### Vorliegender Text

# Quantum tripple shore cup 16.5



## Roter Piranha (3. Mai 2015)

Wer ist denn alles so dabei ? 
Wir fahren mit 2 teams hin.


----------



## NaturalBornFisher (6. Mai 2015)

*AW: Quantum tripple shore cup 16.5*

Ich werde ebenfalls dabei sein.

Carsten


----------



## looser-olly (7. Mai 2015)

*AW: Quantum tripple shore cup 16.5*

ich auch !!!!


----------



## NaturalBornFisher (7. Mai 2015)

*AW: Quantum tripple shore cup 16.5*

Was haltet Ihr von einem Treffen vor Ort. Einfach mal zum Hallo-Sagen. 12.30 Uhr vor der Eingangstür des Restaurants?

LG C.


----------



## Roter Piranha (8. Mai 2015)

*AW: Quantum tripple shore cup 16.5*

Ja gute Idee, da wir doch ca 3 Std fahren, kann ich nicht genau sagen ob es 11:30 oder 11:45 Uhr wird. Aber wir wollten schon rechtzeitig da sein, und traditionell ne Currywurst vorm cup essen
Und noch einen Sitzplatz zu ergattern.


----------



## Roter Piranha (8. Mai 2015)

*AW: Quantum tripple shore cup 16.5*

Ach verlesen, 12:30 Uhr jo da sind wir da :vik:


----------



## looser-olly (8. Mai 2015)

*AW: Quantum tripple shore cup 16.5*

jep , 12.30 Uhr iss gut !!!!


----------



## looser-olly (10. Mai 2015)

*AW: Quantum tripple shore cup 16.5*

das wird ja nen furchtbares  gedränge werden vor der tür !!!!


----------



## Roter Piranha (10. Mai 2015)

######
### Gegebene Daten

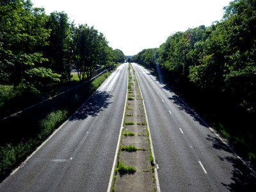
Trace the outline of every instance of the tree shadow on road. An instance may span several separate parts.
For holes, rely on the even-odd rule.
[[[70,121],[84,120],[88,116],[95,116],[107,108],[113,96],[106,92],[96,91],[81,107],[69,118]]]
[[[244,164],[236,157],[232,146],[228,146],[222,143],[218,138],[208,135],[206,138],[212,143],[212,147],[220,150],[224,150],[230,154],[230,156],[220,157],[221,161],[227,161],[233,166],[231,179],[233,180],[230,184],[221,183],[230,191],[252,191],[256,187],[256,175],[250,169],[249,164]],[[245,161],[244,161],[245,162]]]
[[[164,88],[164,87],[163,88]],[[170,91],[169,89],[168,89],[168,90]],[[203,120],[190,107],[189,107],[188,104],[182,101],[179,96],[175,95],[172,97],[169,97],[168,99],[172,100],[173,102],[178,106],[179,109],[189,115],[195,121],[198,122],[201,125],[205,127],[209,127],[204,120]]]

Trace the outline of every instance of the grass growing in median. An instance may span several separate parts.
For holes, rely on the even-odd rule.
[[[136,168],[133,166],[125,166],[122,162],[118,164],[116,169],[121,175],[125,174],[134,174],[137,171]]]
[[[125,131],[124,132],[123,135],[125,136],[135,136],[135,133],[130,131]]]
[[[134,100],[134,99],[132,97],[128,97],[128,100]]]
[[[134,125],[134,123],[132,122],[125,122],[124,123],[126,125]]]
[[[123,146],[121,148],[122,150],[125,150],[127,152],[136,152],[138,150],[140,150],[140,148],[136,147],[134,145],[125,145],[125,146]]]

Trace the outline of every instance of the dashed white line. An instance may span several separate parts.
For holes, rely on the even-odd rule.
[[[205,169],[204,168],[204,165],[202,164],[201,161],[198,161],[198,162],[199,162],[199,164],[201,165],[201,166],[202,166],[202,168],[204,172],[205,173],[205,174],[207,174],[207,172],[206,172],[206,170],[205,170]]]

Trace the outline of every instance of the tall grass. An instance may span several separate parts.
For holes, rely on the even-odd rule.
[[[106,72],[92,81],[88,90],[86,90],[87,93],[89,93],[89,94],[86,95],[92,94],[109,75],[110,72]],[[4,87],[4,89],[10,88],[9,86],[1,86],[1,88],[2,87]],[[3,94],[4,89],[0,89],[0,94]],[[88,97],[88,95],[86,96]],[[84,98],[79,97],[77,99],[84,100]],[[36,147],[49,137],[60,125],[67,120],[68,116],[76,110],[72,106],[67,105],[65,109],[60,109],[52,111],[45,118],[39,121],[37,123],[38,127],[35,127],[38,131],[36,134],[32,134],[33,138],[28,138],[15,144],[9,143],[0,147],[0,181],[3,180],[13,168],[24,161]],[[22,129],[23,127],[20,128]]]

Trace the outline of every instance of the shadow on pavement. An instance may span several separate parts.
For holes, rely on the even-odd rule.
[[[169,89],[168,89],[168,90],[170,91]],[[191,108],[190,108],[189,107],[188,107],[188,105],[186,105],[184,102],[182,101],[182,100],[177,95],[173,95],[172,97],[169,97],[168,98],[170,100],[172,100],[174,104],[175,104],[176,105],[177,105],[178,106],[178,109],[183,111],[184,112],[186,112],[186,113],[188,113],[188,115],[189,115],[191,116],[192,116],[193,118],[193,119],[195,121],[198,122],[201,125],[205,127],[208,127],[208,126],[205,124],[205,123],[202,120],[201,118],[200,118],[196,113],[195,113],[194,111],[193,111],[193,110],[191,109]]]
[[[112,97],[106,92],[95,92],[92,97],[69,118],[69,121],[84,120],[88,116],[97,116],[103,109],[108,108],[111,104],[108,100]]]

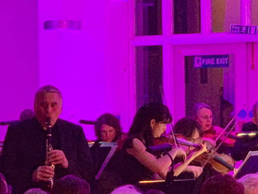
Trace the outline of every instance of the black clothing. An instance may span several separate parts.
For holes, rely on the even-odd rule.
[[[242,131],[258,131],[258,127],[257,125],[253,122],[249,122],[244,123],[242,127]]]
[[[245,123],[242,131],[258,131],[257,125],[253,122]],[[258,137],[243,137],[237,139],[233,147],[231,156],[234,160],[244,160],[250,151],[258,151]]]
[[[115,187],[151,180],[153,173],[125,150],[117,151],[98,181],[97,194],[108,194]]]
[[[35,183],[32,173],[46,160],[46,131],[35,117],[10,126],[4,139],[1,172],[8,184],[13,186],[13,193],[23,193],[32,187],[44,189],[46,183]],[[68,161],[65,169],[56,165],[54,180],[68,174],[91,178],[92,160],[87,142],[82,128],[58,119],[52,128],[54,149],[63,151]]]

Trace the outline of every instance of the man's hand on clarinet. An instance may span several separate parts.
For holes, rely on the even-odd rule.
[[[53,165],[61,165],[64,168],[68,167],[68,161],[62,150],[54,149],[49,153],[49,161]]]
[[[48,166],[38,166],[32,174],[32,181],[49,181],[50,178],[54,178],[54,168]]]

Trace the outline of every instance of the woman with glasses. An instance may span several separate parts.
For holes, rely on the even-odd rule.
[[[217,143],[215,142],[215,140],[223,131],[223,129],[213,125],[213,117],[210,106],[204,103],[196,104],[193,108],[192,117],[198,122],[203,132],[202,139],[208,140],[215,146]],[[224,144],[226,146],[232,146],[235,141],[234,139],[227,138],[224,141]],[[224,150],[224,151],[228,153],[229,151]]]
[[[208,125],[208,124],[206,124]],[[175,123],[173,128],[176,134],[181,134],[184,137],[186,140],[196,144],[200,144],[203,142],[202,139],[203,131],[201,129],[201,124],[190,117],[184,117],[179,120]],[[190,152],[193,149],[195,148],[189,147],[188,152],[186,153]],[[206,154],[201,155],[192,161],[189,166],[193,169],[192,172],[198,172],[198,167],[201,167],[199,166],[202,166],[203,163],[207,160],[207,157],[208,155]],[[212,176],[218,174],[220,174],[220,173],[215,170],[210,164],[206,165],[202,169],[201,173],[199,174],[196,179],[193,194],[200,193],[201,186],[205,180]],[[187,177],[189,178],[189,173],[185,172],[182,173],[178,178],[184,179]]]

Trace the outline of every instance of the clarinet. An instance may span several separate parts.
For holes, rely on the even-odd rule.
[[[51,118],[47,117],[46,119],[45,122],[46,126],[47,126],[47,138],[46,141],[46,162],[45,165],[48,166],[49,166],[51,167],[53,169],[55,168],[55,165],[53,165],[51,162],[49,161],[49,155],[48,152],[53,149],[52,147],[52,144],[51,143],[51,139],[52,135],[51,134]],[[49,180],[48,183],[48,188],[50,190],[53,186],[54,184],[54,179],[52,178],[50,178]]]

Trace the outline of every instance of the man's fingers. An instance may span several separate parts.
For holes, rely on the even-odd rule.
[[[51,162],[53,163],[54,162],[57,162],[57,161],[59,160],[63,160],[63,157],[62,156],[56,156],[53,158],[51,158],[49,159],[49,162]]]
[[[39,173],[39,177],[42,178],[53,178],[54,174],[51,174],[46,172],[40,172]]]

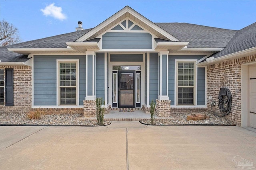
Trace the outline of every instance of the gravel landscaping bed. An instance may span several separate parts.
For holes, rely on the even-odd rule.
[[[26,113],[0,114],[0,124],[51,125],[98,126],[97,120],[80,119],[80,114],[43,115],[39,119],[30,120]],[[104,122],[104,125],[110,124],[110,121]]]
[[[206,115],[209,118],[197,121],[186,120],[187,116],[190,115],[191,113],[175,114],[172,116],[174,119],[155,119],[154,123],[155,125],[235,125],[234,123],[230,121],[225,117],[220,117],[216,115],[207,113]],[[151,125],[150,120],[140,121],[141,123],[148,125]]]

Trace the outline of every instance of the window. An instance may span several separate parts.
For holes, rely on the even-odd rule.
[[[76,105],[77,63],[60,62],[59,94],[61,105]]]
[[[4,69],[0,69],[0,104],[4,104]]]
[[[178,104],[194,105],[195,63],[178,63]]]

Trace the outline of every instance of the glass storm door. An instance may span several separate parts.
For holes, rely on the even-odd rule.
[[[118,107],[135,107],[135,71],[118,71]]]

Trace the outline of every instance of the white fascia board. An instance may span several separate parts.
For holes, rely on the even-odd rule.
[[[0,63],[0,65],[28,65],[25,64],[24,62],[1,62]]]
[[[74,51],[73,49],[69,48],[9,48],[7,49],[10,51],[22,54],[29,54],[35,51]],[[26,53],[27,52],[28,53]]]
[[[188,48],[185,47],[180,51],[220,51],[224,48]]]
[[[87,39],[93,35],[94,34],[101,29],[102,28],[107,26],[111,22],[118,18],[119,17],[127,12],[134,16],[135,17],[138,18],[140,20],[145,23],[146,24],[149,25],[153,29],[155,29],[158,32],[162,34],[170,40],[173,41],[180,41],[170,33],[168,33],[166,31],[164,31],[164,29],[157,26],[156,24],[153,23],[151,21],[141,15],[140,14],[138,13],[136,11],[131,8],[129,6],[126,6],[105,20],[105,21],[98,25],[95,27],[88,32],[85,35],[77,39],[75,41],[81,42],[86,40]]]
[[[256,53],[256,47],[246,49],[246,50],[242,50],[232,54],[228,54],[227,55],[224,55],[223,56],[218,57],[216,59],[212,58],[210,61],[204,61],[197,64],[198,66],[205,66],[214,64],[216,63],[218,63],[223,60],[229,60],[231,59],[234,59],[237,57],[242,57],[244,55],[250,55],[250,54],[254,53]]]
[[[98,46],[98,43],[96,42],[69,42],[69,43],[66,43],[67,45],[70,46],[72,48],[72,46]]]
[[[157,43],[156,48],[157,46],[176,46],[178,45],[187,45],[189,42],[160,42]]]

######
### Gegebene Daten

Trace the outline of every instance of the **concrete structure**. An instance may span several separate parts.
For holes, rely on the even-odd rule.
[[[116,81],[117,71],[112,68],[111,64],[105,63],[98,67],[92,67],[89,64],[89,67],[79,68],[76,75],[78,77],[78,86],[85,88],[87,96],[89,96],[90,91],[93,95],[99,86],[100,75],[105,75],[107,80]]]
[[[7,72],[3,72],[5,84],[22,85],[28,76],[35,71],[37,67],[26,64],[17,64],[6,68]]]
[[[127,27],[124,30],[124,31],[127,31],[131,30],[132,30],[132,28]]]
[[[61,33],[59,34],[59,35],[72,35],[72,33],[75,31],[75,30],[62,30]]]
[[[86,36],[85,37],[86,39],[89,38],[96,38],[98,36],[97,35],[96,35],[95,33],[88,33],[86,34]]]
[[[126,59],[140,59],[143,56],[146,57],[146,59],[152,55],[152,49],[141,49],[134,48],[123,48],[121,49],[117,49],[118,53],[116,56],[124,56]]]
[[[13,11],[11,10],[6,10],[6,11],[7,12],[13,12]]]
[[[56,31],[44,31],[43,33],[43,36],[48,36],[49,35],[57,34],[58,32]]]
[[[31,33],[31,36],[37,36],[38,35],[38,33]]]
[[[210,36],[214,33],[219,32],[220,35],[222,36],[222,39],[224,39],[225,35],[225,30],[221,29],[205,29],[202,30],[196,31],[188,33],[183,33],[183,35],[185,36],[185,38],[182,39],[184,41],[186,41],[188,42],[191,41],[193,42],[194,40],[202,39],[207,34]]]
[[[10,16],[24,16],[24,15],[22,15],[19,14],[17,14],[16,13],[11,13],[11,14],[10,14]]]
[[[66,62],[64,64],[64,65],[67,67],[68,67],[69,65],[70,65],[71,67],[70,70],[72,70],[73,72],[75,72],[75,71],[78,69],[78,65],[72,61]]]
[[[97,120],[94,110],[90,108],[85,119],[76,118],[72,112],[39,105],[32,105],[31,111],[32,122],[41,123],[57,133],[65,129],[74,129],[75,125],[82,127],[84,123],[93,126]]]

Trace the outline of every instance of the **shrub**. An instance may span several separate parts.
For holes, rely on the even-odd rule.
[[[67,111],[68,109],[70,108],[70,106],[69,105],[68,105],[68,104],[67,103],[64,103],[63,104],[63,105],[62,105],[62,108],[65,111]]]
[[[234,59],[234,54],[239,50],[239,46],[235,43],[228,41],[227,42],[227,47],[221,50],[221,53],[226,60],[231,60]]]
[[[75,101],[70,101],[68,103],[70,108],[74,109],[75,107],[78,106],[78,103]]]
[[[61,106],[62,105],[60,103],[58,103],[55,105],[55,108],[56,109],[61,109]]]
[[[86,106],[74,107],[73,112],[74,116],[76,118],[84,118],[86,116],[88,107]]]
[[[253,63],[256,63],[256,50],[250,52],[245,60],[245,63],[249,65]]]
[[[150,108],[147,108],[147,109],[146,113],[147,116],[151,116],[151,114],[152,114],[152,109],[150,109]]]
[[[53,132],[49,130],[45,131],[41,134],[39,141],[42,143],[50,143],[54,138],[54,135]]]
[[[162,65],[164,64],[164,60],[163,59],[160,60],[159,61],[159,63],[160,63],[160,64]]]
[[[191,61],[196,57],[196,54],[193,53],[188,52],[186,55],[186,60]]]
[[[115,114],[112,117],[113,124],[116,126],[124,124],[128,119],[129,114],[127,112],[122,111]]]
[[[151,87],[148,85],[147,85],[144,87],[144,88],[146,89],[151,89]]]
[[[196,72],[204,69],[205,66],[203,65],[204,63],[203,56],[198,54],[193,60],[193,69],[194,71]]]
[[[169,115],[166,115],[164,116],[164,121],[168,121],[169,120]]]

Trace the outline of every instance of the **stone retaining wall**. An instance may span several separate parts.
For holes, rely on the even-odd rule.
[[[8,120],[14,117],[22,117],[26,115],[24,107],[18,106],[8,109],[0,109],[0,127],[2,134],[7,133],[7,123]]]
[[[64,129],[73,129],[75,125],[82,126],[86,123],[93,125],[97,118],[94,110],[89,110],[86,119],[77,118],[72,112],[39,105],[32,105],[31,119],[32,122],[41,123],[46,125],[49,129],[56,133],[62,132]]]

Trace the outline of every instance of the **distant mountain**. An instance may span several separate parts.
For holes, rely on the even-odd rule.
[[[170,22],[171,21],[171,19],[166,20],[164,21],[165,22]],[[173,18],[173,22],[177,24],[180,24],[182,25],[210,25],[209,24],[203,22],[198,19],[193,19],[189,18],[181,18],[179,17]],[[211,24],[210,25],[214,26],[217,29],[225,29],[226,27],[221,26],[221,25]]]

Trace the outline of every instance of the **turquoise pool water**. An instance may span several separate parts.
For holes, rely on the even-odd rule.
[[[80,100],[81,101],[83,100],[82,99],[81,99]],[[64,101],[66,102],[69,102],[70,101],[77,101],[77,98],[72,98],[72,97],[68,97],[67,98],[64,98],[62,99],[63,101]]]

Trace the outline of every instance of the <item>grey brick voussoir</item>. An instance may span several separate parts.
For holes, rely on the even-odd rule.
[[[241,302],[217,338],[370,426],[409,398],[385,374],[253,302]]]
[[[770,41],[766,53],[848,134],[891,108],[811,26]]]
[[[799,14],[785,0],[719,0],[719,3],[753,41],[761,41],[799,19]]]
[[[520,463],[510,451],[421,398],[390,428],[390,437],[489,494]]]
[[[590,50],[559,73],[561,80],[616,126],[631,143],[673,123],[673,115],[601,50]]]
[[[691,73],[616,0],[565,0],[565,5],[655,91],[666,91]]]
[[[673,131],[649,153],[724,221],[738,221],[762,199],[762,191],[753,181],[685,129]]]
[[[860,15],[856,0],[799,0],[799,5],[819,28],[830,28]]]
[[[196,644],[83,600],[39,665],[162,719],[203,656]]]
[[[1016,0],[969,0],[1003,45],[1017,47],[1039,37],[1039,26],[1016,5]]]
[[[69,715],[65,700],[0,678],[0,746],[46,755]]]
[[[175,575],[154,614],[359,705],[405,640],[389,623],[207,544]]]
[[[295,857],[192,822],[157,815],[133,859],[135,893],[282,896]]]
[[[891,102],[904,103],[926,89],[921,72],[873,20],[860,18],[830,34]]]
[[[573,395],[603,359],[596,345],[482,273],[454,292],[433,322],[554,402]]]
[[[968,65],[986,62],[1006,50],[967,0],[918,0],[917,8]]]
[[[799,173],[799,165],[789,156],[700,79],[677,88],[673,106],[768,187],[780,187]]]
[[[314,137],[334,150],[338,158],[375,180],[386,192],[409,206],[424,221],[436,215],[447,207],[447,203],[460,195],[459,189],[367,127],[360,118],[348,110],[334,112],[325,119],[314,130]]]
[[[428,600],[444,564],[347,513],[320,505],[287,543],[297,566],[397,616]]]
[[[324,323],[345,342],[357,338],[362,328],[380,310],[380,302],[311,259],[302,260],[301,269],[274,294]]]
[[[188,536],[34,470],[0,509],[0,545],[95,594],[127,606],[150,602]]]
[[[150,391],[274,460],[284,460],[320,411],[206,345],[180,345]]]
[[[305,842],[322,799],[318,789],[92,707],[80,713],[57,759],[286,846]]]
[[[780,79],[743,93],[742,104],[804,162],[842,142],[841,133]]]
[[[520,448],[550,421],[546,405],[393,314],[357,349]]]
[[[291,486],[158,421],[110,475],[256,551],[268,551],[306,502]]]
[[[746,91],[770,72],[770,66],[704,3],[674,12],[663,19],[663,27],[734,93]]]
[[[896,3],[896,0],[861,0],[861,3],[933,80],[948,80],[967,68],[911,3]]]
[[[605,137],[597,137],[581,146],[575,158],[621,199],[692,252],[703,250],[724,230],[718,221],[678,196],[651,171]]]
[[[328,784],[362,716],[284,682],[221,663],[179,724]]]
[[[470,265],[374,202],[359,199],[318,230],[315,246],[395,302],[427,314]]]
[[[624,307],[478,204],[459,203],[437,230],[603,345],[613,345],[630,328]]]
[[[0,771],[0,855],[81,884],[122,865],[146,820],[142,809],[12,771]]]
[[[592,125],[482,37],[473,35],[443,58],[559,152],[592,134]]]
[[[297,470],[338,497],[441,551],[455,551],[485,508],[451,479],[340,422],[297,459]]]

######
### Gegebene Daten

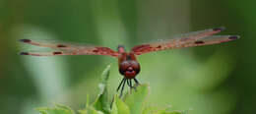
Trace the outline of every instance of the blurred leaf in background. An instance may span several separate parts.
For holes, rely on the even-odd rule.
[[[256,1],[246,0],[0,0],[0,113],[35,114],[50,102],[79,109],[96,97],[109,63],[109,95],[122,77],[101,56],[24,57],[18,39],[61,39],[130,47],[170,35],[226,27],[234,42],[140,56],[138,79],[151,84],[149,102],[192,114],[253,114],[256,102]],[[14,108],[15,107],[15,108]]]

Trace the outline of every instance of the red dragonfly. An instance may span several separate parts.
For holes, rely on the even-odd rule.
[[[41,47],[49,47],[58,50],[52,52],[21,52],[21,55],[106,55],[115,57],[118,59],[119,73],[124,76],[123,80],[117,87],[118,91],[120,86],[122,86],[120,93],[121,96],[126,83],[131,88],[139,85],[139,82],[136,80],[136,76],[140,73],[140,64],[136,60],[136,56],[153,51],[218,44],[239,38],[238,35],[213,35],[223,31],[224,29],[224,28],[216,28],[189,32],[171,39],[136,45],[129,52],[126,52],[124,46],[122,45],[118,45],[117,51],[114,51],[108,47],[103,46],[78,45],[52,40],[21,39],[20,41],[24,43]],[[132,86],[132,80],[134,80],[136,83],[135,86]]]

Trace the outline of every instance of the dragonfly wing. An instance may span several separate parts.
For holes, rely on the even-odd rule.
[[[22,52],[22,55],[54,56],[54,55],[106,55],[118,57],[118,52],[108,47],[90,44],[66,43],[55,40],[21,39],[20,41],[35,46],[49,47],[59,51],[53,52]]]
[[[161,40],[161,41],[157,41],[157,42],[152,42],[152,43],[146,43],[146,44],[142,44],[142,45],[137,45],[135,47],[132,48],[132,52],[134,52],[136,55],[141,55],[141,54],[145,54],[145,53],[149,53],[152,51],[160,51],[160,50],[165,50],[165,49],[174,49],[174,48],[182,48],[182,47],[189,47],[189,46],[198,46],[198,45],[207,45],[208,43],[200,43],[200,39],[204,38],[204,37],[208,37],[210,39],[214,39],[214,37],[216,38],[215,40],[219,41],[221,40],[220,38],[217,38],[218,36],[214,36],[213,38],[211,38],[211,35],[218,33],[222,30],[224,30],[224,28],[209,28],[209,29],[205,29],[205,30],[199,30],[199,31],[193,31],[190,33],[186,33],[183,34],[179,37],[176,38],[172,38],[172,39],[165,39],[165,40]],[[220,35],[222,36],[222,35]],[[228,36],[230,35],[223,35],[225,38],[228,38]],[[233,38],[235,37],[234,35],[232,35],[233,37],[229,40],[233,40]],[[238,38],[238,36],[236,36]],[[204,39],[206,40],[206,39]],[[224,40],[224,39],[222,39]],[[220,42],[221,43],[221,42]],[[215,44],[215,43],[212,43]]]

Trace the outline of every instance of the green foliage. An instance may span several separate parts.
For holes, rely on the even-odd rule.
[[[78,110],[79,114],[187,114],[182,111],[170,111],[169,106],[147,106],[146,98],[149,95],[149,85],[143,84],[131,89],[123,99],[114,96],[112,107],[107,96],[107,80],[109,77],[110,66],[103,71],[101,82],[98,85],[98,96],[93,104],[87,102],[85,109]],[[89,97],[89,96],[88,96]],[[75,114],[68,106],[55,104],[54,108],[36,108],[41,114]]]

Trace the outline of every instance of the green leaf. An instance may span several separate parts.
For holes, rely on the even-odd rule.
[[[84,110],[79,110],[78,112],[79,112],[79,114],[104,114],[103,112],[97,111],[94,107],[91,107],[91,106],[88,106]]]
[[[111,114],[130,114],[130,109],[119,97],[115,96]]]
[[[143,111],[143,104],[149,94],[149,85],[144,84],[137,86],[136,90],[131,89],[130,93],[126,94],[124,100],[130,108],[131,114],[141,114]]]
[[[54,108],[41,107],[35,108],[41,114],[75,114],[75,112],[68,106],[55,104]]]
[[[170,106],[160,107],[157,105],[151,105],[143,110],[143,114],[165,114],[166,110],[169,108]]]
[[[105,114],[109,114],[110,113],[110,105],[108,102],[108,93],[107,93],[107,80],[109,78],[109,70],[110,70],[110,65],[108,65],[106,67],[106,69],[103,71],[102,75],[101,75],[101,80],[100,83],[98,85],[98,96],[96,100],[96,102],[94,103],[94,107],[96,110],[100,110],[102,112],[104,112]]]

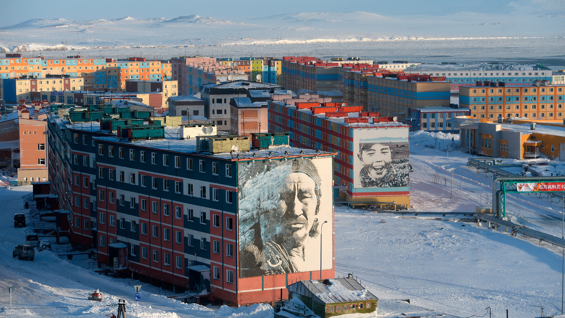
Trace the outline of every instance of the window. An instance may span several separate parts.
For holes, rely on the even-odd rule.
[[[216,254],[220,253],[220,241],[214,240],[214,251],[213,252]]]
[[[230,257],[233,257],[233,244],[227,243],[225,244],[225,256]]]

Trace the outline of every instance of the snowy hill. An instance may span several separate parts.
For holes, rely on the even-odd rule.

######

◆ **Aufgabenstellung**
**1)** Fasse die Forumsdiskussion zum Quantum tripple shore cup in zwei Sätzen zusammen.
**2)** Prüfe anhand der Forumsdiskussion zum Quantum tripple shore cup, ob die folgenden Aussagen zutreffen, und belege jede Antwort mit einem wörtlichen Zitat: (a) Roter Piranha reist mit zwei Teams an. (b) NaturalBornFisher schlägt ein Treffen auf dem Parkplatz vor. (c) Roter Piranha hat etwa eine Stunde Anfahrt.
**3)** Führe die Forumsdiskussion zum Quantum tripple shore cup ab der Stelle weiter, an der sie aufhört.
Für die Bearbeitung werden die Daten nicht gebraucht.

◆ **Lösungen**
**1)** In der Forumsdiskussion zum Quantum tripple shore cup 16.5 kündigen Roter Piranha mit zwei Teams sowie NaturalBornFisher und looser-olly ihre Teilnahme an. NaturalBornFisher schlägt ein Treffen um 12.30 Uhr vor der Eingangstür des Restaurants vor, und Roter Piranha und looser-olly sagen zu.

**2)**
(a) Ja: „Wir fahren mit 2 teams hin.“
(b) Nein: „12.30 Uhr vor der Eingangstür des Restaurants?“
(c) Nein: „da wir doch ca 3 Std fahren“

**3)**
*AW: Quantum tripple shore cup 16.5*

Ja alle Raucher werden da stehen, ich werde ne capi tragen, werde bevor wir los fahren noch hier Posten welche. Dann könnt ihr mich ja ansprechen. Anders geht's da wohl nicht bei 120 Leuten.  Bin auch schon fleißig am Sachen zusammen stellen, will ja die Konkurrenz  hinter mir lassen :q:q|wavey:


----------



## NaturalBornFisher (10. Mai 2015)

*AW: Quantum tripple shore cup 16.5*

Mein größten Respekt, dass du dich der erdrückenden Konkurrenz nicht unvorbereitet gegenüber stellst. :q


----------



## looser-olly (11. Mai 2015)

*AW: Quantum tripple shore cup 16.5*

mein Respekt hast auch ,

 wird dir aber leider nicht weiterhelfen ,

 denn es kann nur ein Team gewinnen !!


----------



## NaturalBornFisher (12. Mai 2015)

*AW: Quantum tripple shore cup 16.5*



looser-olly schrieb:


> mein Respekt hast auch ,
> 
> wird dir aber leider nicht weiterhelfen ,
> 
> denn es kann nur ein Team gewinnen !!




Stimmt genau! Und wenn Du deinem Nickname alle Ehre machst, wissen wir zumindest, welches Team es eher nicht gewinnt...   :m


----------



## Roter Piranha (12. Mai 2015)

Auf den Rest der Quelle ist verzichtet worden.